◆ Set task: Pull out every line of the entries below that contains the string "belt", matching its case exactly.

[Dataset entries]
——————————
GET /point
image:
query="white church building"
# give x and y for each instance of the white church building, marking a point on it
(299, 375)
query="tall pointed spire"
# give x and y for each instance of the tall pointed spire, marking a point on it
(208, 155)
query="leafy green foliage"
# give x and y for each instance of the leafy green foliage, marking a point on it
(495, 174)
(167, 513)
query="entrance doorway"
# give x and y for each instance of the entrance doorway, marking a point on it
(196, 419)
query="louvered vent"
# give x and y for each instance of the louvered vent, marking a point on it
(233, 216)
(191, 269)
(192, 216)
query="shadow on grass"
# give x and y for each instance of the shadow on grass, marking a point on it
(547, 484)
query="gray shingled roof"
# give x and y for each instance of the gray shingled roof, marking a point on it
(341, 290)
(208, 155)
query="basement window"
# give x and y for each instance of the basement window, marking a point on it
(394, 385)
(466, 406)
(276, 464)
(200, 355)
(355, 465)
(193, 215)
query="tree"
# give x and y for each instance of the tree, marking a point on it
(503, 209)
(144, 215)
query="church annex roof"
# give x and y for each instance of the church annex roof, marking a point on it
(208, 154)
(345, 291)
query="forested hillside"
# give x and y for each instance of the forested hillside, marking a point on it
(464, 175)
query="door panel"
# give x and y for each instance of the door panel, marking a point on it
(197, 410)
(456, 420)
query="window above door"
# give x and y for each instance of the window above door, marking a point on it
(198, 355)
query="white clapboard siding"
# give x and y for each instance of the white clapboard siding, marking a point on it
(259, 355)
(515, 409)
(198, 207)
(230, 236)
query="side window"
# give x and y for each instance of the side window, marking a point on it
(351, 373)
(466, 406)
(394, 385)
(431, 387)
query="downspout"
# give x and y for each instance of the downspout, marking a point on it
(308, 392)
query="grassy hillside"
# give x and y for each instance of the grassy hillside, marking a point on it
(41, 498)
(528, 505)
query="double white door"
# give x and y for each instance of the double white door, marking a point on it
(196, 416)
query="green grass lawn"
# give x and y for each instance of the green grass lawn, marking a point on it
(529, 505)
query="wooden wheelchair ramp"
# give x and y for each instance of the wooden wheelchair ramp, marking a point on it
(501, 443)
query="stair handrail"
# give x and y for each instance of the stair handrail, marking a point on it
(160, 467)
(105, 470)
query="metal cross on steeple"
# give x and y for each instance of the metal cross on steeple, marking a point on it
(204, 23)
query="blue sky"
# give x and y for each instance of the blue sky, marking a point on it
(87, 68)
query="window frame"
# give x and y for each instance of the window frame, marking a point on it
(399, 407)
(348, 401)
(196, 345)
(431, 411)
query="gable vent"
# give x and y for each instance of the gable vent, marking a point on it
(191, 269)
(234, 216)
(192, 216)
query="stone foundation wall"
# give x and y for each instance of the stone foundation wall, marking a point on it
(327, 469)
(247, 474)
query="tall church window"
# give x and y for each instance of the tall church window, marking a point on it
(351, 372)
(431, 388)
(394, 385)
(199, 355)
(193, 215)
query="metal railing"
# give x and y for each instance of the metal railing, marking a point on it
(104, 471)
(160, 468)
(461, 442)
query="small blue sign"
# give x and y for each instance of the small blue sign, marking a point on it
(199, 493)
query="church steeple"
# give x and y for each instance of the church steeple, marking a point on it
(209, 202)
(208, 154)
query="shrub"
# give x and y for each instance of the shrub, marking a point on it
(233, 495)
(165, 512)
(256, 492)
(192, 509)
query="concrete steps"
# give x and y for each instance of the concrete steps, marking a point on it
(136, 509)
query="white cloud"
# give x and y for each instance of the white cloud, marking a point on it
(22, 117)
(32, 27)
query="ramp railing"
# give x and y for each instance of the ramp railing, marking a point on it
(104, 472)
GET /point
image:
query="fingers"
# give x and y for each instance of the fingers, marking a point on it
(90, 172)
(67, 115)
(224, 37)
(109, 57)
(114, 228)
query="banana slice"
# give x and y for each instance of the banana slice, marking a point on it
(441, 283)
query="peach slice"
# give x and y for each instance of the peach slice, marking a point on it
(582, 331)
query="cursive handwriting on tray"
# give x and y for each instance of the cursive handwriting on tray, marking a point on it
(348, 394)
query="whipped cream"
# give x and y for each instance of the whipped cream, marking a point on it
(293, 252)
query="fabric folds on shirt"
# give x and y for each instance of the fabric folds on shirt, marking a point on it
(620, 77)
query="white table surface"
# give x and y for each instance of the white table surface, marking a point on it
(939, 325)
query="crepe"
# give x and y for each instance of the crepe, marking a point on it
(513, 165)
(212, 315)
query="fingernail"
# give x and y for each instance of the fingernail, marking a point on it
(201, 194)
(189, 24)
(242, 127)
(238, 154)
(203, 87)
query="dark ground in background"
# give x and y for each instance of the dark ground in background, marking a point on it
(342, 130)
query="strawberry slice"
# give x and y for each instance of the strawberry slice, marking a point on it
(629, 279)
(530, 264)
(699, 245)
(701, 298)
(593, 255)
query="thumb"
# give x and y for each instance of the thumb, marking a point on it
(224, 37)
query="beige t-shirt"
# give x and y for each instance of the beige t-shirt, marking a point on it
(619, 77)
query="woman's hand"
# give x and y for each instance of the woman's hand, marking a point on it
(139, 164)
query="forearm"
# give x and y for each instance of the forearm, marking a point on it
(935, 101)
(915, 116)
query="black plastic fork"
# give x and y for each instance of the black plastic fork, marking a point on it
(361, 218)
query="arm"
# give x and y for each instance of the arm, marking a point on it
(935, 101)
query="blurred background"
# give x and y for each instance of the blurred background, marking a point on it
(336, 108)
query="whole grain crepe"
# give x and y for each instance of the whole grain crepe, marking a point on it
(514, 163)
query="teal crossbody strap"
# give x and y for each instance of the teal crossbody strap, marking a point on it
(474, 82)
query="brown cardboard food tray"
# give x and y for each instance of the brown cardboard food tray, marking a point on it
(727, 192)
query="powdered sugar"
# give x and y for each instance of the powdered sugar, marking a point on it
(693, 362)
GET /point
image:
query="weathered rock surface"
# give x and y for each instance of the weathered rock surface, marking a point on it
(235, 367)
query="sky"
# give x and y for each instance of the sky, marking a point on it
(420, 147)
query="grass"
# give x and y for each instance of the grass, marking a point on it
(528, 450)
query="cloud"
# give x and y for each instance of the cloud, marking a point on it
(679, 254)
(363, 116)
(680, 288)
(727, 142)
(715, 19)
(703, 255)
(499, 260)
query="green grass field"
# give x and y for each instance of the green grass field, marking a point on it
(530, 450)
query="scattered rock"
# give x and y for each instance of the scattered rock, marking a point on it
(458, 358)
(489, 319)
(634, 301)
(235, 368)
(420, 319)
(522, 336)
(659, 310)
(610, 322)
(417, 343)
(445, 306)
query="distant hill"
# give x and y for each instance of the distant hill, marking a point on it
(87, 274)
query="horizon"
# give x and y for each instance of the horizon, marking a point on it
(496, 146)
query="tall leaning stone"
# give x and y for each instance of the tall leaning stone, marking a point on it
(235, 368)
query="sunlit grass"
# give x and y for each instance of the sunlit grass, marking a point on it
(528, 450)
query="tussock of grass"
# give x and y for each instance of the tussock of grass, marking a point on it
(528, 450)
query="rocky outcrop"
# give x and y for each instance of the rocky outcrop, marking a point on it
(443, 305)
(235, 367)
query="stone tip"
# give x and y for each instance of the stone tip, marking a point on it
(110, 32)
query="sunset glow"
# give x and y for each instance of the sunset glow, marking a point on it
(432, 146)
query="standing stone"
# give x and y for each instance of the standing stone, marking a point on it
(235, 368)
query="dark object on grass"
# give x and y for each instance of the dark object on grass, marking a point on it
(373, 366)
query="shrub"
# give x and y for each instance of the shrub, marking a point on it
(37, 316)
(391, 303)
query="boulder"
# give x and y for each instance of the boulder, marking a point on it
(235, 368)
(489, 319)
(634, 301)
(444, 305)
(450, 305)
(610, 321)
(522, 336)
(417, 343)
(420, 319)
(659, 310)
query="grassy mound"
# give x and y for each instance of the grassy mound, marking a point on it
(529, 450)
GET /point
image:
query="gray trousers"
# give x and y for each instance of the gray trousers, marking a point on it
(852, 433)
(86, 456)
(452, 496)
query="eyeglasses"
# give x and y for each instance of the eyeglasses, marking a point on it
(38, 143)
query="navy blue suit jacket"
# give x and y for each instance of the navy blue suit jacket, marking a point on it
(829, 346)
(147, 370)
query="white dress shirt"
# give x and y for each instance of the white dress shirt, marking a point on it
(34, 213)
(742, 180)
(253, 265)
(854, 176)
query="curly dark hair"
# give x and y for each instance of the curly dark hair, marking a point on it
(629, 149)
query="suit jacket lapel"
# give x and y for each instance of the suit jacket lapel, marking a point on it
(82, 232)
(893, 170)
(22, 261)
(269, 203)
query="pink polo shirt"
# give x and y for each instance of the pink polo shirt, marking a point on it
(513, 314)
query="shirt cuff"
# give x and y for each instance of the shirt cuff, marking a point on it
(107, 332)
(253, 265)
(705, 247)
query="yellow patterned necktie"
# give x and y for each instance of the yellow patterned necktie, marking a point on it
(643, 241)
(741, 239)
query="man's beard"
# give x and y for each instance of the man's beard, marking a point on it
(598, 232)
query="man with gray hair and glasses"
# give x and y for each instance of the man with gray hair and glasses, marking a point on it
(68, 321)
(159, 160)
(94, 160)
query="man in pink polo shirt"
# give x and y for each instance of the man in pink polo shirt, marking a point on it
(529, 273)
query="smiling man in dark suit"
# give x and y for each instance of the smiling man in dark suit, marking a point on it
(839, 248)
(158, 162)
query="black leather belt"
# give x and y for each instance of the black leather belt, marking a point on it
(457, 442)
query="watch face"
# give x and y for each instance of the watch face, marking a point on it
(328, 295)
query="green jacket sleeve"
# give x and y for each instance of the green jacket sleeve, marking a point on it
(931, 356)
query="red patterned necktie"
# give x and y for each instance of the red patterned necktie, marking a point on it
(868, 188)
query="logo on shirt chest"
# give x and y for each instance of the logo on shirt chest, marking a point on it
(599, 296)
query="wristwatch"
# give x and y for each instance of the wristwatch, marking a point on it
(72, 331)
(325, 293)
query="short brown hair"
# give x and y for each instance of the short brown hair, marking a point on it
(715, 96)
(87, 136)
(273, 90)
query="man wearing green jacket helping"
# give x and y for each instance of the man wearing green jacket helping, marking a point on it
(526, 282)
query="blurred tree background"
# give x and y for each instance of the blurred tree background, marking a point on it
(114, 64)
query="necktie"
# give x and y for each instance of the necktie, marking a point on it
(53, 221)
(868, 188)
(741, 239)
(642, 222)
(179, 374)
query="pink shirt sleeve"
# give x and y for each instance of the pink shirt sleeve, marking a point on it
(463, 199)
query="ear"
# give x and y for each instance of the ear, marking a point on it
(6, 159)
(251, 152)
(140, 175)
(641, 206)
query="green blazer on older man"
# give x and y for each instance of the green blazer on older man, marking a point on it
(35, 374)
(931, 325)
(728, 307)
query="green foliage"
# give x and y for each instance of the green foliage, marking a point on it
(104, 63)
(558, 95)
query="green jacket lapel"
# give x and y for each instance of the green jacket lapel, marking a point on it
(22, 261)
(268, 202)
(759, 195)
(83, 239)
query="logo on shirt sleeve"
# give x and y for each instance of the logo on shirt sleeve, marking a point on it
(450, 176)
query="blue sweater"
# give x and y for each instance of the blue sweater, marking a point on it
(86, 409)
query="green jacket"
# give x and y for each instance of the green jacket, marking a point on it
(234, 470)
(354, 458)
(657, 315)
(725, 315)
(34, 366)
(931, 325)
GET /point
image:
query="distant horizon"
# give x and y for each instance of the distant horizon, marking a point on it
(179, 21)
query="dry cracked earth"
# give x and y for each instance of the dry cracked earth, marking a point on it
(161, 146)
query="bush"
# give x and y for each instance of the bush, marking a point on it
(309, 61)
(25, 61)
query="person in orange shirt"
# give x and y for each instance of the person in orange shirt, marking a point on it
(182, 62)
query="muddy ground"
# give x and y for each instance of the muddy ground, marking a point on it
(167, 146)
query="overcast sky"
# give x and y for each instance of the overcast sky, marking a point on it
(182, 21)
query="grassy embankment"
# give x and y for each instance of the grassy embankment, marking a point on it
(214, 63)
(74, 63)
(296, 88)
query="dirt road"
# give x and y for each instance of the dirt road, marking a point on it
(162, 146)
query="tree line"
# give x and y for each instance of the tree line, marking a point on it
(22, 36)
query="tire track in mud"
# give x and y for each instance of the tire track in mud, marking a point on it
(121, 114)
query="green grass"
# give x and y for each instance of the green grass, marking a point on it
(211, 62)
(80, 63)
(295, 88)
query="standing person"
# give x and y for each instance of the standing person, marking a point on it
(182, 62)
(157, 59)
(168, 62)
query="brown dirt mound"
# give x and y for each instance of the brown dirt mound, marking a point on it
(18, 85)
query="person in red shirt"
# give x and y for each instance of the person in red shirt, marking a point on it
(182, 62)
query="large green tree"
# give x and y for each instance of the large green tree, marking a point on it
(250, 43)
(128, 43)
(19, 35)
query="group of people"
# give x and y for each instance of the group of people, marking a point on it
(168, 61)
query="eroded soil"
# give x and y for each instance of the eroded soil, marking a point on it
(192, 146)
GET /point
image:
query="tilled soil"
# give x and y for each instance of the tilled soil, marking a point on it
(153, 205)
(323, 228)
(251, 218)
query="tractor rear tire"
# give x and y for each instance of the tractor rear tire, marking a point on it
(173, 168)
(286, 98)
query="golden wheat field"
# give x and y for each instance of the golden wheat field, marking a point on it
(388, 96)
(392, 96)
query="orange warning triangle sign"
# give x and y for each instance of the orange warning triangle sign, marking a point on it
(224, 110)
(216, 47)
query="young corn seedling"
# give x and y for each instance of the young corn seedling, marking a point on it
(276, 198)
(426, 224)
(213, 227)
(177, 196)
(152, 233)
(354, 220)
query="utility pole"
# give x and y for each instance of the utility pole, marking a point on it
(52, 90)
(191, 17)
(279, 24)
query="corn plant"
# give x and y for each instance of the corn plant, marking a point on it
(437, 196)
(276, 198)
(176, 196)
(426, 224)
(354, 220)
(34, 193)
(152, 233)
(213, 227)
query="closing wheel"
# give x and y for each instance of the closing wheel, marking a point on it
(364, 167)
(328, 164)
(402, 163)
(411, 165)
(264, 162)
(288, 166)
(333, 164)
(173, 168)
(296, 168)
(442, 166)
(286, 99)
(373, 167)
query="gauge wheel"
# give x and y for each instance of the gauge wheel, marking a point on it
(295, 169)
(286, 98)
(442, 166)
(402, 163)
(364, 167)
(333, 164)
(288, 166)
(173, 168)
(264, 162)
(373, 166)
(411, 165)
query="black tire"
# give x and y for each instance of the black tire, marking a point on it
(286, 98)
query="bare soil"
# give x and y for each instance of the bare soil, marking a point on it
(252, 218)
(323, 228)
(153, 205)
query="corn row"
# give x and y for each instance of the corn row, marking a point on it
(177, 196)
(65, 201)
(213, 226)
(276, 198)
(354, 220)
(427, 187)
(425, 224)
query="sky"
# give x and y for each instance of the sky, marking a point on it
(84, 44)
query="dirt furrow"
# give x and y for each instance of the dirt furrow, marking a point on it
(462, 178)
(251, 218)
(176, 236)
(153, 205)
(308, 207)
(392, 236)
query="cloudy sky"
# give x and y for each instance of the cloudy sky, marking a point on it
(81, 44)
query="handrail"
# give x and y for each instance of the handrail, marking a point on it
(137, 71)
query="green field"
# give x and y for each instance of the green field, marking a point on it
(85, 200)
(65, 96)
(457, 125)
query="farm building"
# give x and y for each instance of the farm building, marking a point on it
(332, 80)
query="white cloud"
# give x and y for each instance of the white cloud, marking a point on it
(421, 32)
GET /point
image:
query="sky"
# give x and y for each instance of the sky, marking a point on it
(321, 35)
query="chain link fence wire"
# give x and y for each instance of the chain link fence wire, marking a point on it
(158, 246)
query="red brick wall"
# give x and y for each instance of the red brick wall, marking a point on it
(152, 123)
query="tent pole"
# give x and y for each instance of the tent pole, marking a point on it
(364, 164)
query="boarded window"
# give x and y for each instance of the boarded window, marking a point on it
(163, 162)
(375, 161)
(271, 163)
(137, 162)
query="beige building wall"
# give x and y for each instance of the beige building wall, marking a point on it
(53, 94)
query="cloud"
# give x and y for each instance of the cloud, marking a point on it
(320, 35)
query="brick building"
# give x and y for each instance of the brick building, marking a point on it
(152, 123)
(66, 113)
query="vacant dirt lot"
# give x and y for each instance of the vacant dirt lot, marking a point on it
——————————
◆ Complete response:
query="black leather belt"
# give x and y for each instance of the black leather belt, marking a point on it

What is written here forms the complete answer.